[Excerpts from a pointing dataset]
■ ■ ■ ■

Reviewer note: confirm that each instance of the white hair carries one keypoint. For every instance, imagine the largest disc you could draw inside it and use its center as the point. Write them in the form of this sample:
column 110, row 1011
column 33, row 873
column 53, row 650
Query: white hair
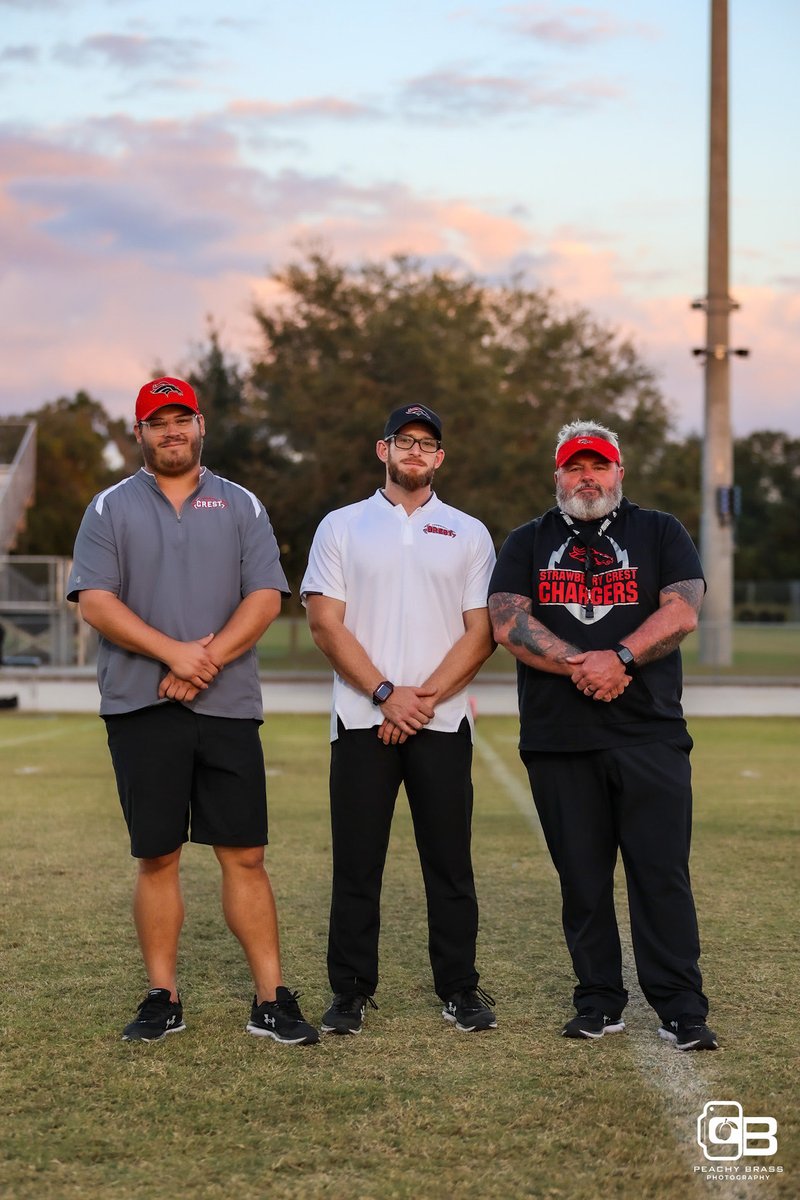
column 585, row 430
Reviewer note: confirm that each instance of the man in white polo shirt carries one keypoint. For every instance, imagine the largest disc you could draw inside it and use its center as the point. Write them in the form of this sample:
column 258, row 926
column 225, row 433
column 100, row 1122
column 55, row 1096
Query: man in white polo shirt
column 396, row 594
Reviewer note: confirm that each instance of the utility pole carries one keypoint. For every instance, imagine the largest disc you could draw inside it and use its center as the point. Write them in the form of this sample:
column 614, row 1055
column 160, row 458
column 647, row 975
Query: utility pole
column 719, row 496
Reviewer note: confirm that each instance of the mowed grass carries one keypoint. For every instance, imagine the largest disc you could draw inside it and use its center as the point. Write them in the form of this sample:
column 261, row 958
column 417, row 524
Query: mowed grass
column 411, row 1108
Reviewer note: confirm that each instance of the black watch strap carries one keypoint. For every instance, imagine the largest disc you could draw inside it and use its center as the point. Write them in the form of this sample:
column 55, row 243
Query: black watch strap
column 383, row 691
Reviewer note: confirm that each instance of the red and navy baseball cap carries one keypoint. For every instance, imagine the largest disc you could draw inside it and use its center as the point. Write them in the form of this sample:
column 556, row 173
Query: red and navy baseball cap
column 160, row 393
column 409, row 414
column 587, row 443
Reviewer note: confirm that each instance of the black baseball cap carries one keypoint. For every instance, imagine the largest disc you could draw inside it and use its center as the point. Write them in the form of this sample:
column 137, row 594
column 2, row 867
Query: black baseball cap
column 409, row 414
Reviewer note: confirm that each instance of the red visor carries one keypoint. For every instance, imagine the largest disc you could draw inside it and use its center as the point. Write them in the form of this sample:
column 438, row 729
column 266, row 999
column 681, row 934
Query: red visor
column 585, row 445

■ ■ ■ ■

* THE PROBLEM *
Copy all of the lines above word for word, leaving the pictures out of your answer.

* OUTPUT FOR THIS EXERCISE *
Reviewer note: confirm that each instance of the white hair carries one keypoint. For every instance, imagine the largest disc you could draw inside it and use its center as the point. Write them in the form of this sample:
column 110, row 1011
column 33, row 873
column 53, row 650
Query: white hair
column 585, row 430
Reviewer note: confirm that each instance of the man in white polo shirt carries one keypoint. For every instance, imagine the largest disc you could draw inside it and use its center as the point. Write them in the form of this sample:
column 258, row 926
column 225, row 433
column 100, row 1122
column 55, row 1096
Query: man in white polo shirt
column 396, row 594
Reviewer note: confirm that each instance of the utility pole carries one keypoint. For every instance, imagine the largest disc you could draw inside it and use its center as the point. Write them in the form of this sample:
column 614, row 1055
column 160, row 458
column 647, row 975
Query: utility pole
column 719, row 496
Reviewer note: confirm that each instance of the mowed grass carries one keypoint. For every instance, imagine the largest disc you could draw inside it and use its center as the point. Write them in the form of this sample:
column 261, row 958
column 417, row 524
Query: mowed grass
column 411, row 1108
Reviewer note: confirm that each instance of the black watch strap carries one keypoint. For every instance, imagine the largest disc you could draw inside it and use its center as the point. Write them in the form of this sample:
column 55, row 243
Query: black watch strap
column 383, row 691
Reviewer note: confirm that each instance of the red and navy baseball cap carries one keypoint. For every instance, imagine the largest disc you could draw inside it and use its center as the point. Write them in the form of this sample:
column 556, row 173
Query: red and navy baseball cap
column 160, row 393
column 409, row 414
column 587, row 443
Reviewer note: confirm that each instance of the black baseball cap carries one keypoint. For every instance, imagine the largest disc you could draw inside it and use its center as the point. Write them in the form of this sample:
column 137, row 594
column 2, row 867
Query: black baseball cap
column 409, row 414
Reviewer note: confirm that each instance of the red visor carries one keypoint. For every instance, imagine the largest disc you could draw inside it and use its center as the point. Write them in the form of this sample:
column 438, row 729
column 266, row 999
column 681, row 934
Query: red visor
column 585, row 445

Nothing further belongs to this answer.